**WHAT YOU WILL DO**. According to the text on allergic reaction anxiety, how many adults and children suffer from a food allergy?

Tuesday, March 16, 2010

Allergic Reaction Anxiety

More than 12 million adults and children suffer from a food allergy.  Many are life-threatening, meaning that if they ingest, or in some cases are just exposed to a certain food, their body goes into extreme defense mode.  It causes their blood pressure to drop leaving the brain starving for oxygen and inflammation in the lungs to occur causing severe shortness of breath.  These people, including my daughter, have to consider every food they eat.  Everywhere they go, they bravely carry an epinephrine device with the understanding that at some point in time, a needle might be jabbed in their thigh.  They have parents and loved-ones that are super vigilant, sometimes to the point they feel suffocated and crippled.  In some circumstances, they're isolated and even blamed for causing inconveniences for others.  They've been told that they're blowing their allergy out of proportion and even labeled "disabled" by the Americans with Disabilities Act.

Many food allergy sufferers take their life-threatening allergy in stride, controlling it rather than letting it control them.  Abigail, at 7 and having not experienced a severe reaction, is mostly just upset that she can't eat the foods she wants.  As her parent, though, I've worked extremely hard to make it that way...to give her the right level of "anxiety".  Her dad and I read the labels although she knows how and when to question.  We carry her Epi-Pen, but she for the most part, confirms that we have it.  We discuss all the details of her allergy with her care-givers and create a safe environment for her, but she'll also not hesitate to ask if she's uncertain. She's not ostracized at school because she's matter of fact about her allergy.  She doesn't have to eat by herself but she does make sure that none of her lunch buddies are eating anything with peanuts.  She's not denied special treats on special occasions because there's always a yummy alternative (thanks to me).  And, thanks to the Duke Clinical Trial, we also are blessed to be able to give her something else...a light at the end of the tunnel, the possibility that in several years (just in time for those independent teenage years), she can eat what she wants without the fear of a severe allergic reaction.

But, what about those children that have actually suffered a life-threatening reaction requiring epinephrine and come away emotionally scarred?  Or, are the only child in their school that suffers from a severe food allergy and are feeling isolated?  What about those that are blamed by other kids for not being able to bring a peanut butter and jelly sandwich for lunch?  Even worse, what about being told that it's all in your head...that your allergy can't be as serious as it's made out to be? Regardless of whether you can take it in stride or not, the bottom line is, these kids live with a fear of dying on a daily basis.  Abigail may be well-adjusted (with her allergy) now, but what if circumstances change?

According to a study conducted at the University of Southampton, the quality of life suffers for these children.  The study suggests that "children with peanut allergy have a worse quality of life than those living with insulin-dependent diabetes."  They found that the children with peanut allergies felt more threatened by potential hazards within their environment, felt more restricted by their allergy regarding physical activities, and more worried about being away from home. In contrast, the children with diabetes were more upset about their “restricted” diet, and none mentioned a fear of dying.

That's just the children.  Being a parent of a child with a life-threatening allergy is no walk in the park either.  And, we have the added burden of not projecting our fears onto our children.  There's a good article on the Kids with Food Allergies website.  Titled "Raising a well-adjusted child who happens to have a food allergy", it gives several steps to do just that.  A few include, never let them see you sweat, make your home a safe haven, don't let food allergies define your child and don't make your life revolve around food.

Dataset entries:
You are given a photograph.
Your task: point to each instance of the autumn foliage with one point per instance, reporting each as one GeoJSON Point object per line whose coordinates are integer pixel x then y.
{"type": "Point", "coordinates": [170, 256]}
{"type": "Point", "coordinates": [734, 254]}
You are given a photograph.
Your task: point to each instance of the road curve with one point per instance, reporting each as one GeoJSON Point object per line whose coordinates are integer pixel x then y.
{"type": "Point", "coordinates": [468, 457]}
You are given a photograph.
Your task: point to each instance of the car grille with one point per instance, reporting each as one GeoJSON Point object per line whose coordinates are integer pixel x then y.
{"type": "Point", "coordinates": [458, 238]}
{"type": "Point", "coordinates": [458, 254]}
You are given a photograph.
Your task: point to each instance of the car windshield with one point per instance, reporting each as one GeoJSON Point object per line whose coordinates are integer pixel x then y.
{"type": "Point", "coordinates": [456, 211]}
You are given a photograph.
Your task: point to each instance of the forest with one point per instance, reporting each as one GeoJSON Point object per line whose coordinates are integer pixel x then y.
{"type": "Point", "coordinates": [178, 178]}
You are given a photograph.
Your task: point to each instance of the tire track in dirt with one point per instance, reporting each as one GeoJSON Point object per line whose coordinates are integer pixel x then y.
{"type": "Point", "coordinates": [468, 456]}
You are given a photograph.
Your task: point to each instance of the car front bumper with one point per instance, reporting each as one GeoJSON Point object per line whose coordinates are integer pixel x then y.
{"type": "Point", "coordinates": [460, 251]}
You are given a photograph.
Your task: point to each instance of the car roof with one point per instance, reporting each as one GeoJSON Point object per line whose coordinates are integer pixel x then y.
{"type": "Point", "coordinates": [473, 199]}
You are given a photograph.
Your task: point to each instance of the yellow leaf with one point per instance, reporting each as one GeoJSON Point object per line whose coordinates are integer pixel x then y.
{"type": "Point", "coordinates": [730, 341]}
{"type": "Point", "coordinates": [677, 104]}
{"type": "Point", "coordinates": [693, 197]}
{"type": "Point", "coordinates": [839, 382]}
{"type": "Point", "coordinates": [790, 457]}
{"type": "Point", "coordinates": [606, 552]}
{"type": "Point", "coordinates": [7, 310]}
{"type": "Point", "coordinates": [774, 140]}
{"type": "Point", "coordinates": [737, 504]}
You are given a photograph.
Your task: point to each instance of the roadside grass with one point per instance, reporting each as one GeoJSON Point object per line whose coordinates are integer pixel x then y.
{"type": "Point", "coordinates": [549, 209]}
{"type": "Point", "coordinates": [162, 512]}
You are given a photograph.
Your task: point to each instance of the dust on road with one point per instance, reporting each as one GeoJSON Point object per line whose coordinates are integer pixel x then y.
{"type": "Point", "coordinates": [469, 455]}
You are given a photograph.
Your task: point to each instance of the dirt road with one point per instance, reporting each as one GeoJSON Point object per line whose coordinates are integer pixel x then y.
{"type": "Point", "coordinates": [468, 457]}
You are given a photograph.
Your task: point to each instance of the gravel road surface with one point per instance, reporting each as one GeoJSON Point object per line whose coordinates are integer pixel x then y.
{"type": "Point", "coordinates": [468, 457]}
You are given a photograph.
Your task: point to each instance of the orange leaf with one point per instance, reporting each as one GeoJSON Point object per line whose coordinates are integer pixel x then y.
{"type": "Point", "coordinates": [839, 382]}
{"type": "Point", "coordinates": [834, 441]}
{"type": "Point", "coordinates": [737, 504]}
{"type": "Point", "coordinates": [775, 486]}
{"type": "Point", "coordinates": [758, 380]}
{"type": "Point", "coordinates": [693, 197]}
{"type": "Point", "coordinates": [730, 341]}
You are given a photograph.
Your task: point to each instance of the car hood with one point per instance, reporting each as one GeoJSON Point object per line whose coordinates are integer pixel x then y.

**YOUR SOLUTION**. More than 12 million.